## EXERCISE
Return each line of the data below exactly, omitting any pictures.

----- MATERIAL TO PROCESS -----

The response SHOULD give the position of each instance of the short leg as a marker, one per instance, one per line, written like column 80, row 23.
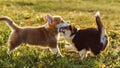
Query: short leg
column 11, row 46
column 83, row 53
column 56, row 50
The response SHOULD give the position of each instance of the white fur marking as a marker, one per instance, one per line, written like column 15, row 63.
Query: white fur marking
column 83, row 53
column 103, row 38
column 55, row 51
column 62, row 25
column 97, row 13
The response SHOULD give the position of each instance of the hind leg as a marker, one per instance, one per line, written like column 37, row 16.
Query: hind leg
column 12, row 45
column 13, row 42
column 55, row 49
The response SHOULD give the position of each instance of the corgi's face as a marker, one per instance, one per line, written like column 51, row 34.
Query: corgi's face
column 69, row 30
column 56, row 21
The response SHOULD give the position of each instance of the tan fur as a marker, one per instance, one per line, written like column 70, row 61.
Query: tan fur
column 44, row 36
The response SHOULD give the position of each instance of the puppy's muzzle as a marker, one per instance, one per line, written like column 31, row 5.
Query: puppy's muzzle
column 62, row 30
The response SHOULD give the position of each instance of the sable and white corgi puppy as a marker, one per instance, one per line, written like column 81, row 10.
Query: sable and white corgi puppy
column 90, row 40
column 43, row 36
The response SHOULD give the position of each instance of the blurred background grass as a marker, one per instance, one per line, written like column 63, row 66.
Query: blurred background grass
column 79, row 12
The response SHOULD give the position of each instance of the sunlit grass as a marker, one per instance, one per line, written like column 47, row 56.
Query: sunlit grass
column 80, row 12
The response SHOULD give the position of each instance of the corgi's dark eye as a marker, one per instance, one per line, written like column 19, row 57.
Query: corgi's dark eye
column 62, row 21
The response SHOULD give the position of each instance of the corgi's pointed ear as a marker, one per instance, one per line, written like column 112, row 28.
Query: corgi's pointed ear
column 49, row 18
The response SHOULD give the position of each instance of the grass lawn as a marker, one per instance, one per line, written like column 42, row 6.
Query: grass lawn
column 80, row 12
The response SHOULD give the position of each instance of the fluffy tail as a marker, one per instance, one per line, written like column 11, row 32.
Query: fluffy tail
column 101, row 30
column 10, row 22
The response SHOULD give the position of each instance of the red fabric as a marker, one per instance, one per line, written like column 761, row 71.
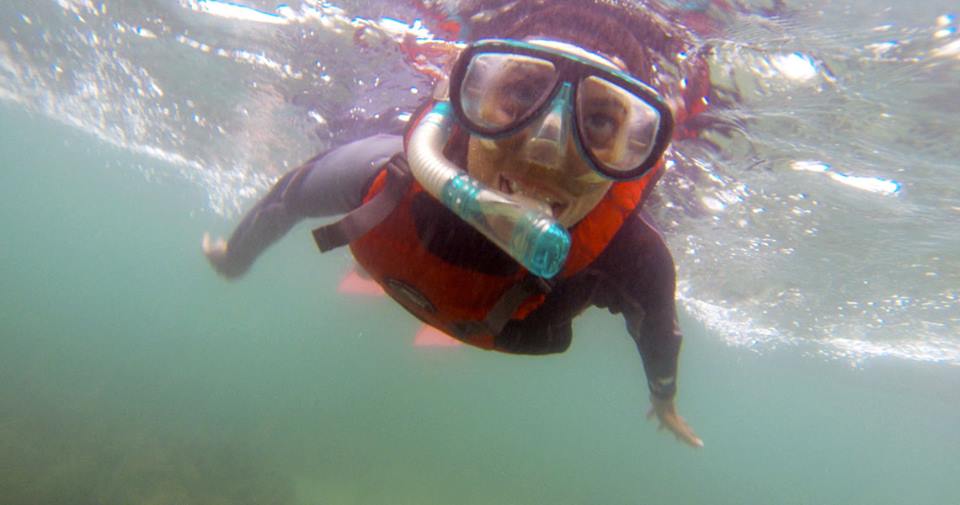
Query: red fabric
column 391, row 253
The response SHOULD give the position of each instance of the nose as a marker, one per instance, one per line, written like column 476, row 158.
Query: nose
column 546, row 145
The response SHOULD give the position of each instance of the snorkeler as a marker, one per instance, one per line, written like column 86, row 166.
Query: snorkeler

-----

## COMPLETED EXERCISE
The response SHOULD give the position of each instance of the short leg as a marker, one per instance, one per line, written like column 80, row 23.
Query: short leg
column 11, row 46
column 83, row 53
column 56, row 50
The response SHOULD give the position of each instance of the white fur marking as a marker, one per instance, one per line, written like column 15, row 63.
Query: white fur marking
column 83, row 53
column 103, row 38
column 55, row 51
column 62, row 25
column 97, row 13
The response SHOULD give the position of each instance of the hind leg as a marker, one per instance, one per line, written like column 37, row 16.
Query: hind leg
column 12, row 45
column 13, row 42
column 55, row 49
The response SHOULD give the position of each instance of the corgi's face as a marker, one per instance, one per line, written like column 51, row 34.
Query: corgi's face
column 69, row 30
column 56, row 21
The response SHOULD give the position of each instance of the tan fur as a marker, one per instance, one per line, written like column 70, row 61.
Query: tan fur
column 44, row 36
The response SHOULD give the position of each instance of the puppy's muzzle as a marker, one per instance, one per line, written like column 31, row 5.
Query: puppy's muzzle
column 62, row 30
The response SHOULD give the position of each instance of the sable and white corgi puppy as a marker, one per instance, one per line, written like column 81, row 10.
Query: sable and white corgi puppy
column 90, row 40
column 43, row 36
The response SHOULD give the position of each instance of the blurred background grass as a marker, one per instance, one per line, written like column 63, row 66.
Query: blurred background grass
column 79, row 12
The response SHOULD give the position of each instance of the sunlit grass as a marker, one per instance, one per line, written like column 47, row 56.
Query: sunlit grass
column 80, row 12
The response SHOULD give the position of each instance of the corgi's dark eye as a marker, one per instance, one per line, written like column 19, row 57.
Query: corgi's dark eye
column 62, row 21
The response SHOULD give the position of each instance of the corgi's pointed ear as a marker, one per instance, one per line, written like column 112, row 28.
Query: corgi's pointed ear
column 49, row 18
The response SHOULD give the position of each instance of the grass lawn as a marker, one per instance, one per line, written like column 42, row 6.
Query: grass lawn
column 80, row 12
The response SHOULD give the position of each instance of the fluffy tail as a marker, one per instance, one per line, written like column 11, row 32.
Query: fluffy tail
column 101, row 30
column 10, row 22
The response SHOULD give the position of each instance of the red fabric as a marker, one per instance, one per line, written like column 761, row 71.
Query: red fabric
column 391, row 253
The response SHOULD give the position of each instance of the nose as a marker, one per instance, one per line, written like column 476, row 158.
Query: nose
column 546, row 145
The response SHOULD give the position of each instance of the snorkeler as a marker, one per instance, one per line, written like column 86, row 166.
Query: snorkeler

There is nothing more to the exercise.